> _What the task requires_: Reproduce verbatim only the lines from the one containing "Q: Locate the wispy" through the last line below, both included.

::: Raw data

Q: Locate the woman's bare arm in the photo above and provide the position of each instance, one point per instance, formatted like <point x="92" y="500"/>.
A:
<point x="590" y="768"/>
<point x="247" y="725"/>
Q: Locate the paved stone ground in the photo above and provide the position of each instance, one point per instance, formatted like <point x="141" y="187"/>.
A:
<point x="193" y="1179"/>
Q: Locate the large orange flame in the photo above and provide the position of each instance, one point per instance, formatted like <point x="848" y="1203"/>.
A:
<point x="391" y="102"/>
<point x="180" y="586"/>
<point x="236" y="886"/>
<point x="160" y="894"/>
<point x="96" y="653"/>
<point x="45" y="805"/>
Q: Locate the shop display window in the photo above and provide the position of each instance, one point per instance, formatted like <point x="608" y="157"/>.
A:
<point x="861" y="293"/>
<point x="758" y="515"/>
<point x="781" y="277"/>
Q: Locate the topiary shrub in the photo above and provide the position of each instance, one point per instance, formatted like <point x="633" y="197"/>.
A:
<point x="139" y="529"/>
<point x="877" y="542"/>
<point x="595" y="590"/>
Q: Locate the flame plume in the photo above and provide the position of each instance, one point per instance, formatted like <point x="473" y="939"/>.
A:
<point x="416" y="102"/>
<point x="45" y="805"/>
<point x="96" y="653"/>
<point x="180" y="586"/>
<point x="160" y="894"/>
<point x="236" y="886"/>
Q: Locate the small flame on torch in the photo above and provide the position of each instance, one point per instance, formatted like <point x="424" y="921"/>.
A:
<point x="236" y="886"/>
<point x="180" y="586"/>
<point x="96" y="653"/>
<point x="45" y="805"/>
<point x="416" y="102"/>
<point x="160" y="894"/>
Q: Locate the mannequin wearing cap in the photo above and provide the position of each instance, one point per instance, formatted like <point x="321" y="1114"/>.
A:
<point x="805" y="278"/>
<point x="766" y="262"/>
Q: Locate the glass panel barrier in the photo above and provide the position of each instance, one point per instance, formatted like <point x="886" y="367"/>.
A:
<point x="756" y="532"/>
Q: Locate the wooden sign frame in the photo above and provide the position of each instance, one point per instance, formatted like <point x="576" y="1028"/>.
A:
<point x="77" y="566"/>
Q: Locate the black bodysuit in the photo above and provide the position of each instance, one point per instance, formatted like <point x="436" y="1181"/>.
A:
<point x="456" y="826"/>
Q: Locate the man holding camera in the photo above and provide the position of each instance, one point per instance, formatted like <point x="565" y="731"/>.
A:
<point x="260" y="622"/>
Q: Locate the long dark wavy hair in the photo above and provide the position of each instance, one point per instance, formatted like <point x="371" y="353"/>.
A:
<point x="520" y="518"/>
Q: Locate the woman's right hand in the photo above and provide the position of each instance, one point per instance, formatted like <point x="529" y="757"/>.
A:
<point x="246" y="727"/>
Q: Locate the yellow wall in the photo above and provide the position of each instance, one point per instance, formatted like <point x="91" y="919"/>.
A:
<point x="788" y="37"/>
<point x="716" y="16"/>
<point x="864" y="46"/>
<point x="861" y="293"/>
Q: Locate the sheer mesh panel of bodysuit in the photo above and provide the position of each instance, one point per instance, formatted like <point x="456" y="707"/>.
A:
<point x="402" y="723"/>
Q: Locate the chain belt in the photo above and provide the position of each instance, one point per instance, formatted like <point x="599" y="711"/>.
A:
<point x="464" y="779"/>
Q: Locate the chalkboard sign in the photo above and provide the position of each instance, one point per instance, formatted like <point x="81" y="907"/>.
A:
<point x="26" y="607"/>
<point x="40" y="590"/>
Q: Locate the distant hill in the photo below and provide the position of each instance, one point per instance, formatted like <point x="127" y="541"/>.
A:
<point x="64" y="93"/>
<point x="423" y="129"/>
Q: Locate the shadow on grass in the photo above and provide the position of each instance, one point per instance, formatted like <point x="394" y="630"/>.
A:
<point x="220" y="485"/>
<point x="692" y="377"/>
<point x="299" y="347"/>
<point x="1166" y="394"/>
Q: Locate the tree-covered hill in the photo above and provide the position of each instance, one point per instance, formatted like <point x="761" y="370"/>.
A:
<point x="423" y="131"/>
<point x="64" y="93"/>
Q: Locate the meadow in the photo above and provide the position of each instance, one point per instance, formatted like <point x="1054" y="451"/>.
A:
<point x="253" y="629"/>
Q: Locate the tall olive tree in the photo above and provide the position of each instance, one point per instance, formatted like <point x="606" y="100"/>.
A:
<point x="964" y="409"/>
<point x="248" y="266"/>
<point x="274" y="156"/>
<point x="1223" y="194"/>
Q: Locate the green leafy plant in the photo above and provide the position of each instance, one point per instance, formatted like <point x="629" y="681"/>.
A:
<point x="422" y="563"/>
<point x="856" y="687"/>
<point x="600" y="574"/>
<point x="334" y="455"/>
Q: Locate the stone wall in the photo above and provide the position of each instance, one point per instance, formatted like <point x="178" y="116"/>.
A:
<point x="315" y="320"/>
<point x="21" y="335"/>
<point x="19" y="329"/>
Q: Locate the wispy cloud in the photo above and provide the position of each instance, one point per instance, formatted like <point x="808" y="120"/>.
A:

::::::

> _Answer for this exercise_:
Q: Locate the wispy cloud in the photo above and provide the position of each instance, one point per instance, formatted like <point x="808" y="120"/>.
A:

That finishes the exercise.